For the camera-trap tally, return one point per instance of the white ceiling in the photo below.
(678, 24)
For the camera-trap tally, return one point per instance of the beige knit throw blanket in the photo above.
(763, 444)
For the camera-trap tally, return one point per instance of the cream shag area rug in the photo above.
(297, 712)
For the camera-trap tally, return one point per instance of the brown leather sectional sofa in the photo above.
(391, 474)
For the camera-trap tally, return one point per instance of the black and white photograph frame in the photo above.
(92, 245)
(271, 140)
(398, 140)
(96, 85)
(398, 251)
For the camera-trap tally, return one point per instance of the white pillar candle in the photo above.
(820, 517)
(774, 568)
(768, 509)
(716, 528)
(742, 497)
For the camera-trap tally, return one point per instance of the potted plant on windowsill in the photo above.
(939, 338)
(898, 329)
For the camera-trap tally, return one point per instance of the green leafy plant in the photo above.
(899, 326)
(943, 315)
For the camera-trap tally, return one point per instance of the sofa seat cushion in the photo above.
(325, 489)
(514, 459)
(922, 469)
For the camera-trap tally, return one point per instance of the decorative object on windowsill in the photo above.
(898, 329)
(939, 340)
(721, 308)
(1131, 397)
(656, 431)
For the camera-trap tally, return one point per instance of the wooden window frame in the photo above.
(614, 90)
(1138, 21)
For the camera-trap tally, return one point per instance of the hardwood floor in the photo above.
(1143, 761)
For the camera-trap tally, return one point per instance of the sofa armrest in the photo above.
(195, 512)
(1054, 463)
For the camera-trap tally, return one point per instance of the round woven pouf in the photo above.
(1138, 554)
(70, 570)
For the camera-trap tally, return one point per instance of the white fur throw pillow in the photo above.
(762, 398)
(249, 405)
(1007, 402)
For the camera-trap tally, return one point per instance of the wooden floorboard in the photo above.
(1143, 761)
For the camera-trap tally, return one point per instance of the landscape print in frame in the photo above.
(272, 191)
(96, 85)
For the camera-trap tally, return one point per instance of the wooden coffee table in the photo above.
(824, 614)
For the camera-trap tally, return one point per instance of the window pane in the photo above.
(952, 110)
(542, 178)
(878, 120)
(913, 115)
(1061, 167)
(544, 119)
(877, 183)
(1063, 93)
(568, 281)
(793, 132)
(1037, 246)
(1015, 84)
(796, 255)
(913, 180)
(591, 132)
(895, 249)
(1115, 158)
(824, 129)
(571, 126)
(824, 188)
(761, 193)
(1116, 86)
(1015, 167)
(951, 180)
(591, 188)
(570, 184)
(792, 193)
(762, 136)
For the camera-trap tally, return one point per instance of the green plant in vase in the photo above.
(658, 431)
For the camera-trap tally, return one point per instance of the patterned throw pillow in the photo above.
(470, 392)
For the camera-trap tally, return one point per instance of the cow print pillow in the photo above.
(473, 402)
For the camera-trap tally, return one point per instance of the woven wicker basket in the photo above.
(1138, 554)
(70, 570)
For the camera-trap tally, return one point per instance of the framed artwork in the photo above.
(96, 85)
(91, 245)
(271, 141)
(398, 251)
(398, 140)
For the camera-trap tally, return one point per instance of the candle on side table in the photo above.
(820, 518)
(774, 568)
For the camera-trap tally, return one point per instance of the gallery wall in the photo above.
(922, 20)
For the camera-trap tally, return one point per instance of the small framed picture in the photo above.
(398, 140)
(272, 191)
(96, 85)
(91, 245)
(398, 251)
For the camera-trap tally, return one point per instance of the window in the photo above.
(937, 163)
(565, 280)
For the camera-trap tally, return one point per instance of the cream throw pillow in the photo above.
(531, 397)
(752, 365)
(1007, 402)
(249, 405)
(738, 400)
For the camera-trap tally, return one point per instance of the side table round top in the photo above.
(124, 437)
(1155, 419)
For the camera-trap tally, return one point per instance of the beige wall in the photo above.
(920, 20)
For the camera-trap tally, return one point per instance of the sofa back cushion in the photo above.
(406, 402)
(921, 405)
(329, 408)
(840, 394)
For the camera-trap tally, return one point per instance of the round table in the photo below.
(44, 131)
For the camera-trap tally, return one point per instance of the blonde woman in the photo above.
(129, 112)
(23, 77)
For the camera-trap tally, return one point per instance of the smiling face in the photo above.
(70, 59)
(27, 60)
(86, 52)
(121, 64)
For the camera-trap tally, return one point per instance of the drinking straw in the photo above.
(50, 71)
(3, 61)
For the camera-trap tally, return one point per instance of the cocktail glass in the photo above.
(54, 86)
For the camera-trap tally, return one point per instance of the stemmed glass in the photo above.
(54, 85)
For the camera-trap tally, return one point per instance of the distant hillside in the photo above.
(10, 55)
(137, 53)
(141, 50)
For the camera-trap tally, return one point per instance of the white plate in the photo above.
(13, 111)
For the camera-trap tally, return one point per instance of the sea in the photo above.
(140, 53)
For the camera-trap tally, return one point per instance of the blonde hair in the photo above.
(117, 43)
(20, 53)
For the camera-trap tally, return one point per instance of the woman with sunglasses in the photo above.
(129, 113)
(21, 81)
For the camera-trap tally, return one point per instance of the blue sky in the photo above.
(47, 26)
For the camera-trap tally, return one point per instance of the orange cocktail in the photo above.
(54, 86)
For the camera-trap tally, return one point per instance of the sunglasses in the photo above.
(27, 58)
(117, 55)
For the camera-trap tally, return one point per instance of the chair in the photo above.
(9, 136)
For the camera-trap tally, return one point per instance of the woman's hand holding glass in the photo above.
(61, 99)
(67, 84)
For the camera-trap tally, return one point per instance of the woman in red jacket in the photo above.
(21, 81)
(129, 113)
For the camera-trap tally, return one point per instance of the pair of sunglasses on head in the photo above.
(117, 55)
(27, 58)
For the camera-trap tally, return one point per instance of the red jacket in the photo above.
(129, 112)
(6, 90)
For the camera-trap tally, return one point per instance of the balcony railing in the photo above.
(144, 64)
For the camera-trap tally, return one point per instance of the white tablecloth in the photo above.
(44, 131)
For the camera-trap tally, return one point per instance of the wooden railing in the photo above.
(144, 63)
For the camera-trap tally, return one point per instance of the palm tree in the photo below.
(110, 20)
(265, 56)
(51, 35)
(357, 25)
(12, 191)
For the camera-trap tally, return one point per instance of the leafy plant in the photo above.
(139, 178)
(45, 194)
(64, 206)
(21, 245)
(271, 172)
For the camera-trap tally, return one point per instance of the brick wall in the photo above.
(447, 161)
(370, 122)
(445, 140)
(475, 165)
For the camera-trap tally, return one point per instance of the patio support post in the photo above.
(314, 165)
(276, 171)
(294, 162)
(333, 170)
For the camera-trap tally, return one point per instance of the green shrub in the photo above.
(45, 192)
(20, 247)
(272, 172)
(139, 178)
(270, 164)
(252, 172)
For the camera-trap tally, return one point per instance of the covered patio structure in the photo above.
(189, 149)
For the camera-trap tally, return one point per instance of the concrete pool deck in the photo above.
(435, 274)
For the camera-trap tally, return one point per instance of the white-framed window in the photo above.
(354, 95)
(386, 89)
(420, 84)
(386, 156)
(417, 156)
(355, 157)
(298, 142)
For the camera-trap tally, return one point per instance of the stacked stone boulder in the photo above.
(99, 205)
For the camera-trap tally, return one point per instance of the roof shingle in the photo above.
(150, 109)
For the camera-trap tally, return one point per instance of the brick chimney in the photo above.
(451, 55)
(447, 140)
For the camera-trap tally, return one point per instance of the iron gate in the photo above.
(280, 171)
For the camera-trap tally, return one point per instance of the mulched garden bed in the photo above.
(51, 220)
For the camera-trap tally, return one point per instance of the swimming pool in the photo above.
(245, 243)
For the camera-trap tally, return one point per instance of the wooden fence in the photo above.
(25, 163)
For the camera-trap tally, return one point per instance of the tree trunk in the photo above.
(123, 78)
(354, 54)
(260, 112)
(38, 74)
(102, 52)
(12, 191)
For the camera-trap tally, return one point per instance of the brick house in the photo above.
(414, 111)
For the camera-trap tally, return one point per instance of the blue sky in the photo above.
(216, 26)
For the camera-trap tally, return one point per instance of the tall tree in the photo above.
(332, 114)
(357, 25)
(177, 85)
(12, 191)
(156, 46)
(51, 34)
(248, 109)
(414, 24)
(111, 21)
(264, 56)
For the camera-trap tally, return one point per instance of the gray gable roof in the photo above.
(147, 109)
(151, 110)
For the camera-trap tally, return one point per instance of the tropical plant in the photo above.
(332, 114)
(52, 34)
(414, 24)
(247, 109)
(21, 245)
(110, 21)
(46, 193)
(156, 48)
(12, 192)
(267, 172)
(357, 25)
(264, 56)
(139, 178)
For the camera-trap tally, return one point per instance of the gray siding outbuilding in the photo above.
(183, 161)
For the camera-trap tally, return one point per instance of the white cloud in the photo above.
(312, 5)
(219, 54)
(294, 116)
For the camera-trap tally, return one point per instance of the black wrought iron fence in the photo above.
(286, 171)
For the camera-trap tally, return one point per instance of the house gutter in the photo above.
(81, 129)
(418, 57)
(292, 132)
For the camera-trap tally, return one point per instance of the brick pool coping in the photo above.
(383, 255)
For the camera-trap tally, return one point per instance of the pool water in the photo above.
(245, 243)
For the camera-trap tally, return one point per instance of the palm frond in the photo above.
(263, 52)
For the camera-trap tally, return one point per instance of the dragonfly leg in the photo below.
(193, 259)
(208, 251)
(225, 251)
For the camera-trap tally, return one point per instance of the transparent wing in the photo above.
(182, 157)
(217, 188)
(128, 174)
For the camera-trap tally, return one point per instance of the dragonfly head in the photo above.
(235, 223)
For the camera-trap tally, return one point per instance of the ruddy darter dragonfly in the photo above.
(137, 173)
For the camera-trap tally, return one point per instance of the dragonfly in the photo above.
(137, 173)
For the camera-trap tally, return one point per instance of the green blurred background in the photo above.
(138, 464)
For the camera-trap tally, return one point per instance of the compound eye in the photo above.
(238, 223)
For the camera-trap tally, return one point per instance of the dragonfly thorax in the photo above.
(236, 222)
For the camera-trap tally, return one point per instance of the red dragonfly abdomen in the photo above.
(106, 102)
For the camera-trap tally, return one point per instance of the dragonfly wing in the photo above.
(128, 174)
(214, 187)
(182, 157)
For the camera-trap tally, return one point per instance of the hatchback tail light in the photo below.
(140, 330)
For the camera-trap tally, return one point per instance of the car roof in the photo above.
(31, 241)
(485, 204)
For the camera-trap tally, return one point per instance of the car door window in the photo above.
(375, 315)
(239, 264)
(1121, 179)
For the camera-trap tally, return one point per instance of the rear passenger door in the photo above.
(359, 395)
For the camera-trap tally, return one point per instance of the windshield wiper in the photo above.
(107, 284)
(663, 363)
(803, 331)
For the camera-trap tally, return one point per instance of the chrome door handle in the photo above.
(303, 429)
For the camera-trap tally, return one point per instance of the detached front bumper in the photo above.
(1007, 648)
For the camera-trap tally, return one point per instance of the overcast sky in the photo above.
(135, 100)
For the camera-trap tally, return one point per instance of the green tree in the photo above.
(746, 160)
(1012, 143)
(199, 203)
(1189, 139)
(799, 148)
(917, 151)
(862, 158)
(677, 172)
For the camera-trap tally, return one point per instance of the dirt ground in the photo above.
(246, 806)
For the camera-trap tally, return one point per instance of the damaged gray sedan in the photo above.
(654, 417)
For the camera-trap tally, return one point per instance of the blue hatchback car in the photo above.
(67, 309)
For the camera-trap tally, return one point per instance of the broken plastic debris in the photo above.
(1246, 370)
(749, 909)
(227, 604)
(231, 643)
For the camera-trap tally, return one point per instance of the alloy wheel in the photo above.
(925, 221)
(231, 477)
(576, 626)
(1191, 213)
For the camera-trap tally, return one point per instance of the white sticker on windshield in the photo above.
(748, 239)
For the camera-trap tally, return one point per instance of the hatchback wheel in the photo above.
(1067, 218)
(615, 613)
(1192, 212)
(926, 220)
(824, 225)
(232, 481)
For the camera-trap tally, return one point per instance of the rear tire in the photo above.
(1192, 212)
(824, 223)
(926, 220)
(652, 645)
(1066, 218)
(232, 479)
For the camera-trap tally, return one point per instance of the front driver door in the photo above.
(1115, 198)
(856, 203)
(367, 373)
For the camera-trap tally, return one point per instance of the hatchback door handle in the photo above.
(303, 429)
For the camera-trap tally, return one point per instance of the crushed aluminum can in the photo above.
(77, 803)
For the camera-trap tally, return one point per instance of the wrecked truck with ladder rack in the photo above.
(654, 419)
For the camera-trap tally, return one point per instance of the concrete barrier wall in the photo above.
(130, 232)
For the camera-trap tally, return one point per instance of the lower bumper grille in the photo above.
---------------
**What is asked:** Output the lines of the data above as a JSON list of strings, one string per line, with blank lines omitted. Begin at the line that contains "frond in the photo above." and stop after the line that contains "(1007, 648)".

**Answer to the problem:**
[
  "For the camera-trap tally, return one point per instance of the palm frond in the photo above.",
  "(263, 52)",
  "For the camera-trap tally, return one point per instance of the dragonfly leg in the photo below.",
  "(193, 259)",
  "(208, 251)",
  "(225, 251)",
  "For the camera-trap tally, return one point per instance of the transparent wing in the photo above.",
  "(182, 157)",
  "(217, 188)",
  "(128, 174)",
  "For the camera-trap tally, return one point per instance of the dragonfly head in the photo above.",
  "(235, 223)",
  "For the camera-trap tally, return one point per instance of the ruddy darter dragonfly in the photo above.",
  "(137, 173)",
  "For the camera-trap tally, return one point per instance of the dragonfly in the photo above.",
  "(137, 173)",
  "For the camera-trap tally, return one point per instance of the green blurred background in the photo above.",
  "(138, 464)",
  "For the camera-trap tally, return one point per instance of the compound eye in the photo above.",
  "(238, 223)",
  "For the camera-trap tally, return one point per instance of the dragonfly thorax in the photo above.",
  "(236, 222)",
  "For the camera-trap tally, return one point per instance of the red dragonfly abdomen in the photo above.",
  "(106, 102)",
  "For the camera-trap tally, return one point per instance of the dragonfly wing in the photo above.",
  "(128, 174)",
  "(214, 187)",
  "(182, 157)",
  "For the camera-trap tally, return one point per instance of the hatchback tail light in the photo below.",
  "(140, 330)",
  "For the camera-trap tally, return one point per instance of the car roof in the photo above.",
  "(31, 241)",
  "(485, 204)",
  "For the camera-trap tally, return one point per instance of the car door window in the photo above.",
  "(375, 315)",
  "(239, 264)",
  "(1121, 179)",
  "For the camera-trap tally, return one point per instance of the rear passenger door in the photo above.",
  "(359, 395)",
  "For the camera-trap tally, return one point per instance of the windshield wiper in the photo above.",
  "(107, 284)",
  "(663, 363)",
  "(803, 331)",
  "For the camera-trap tally, return one point per instance of the chrome door handle in the photo above.",
  "(303, 429)",
  "For the camera-trap tally, return one point per instance of the detached front bumper in the photo above.",
  "(1007, 648)"
]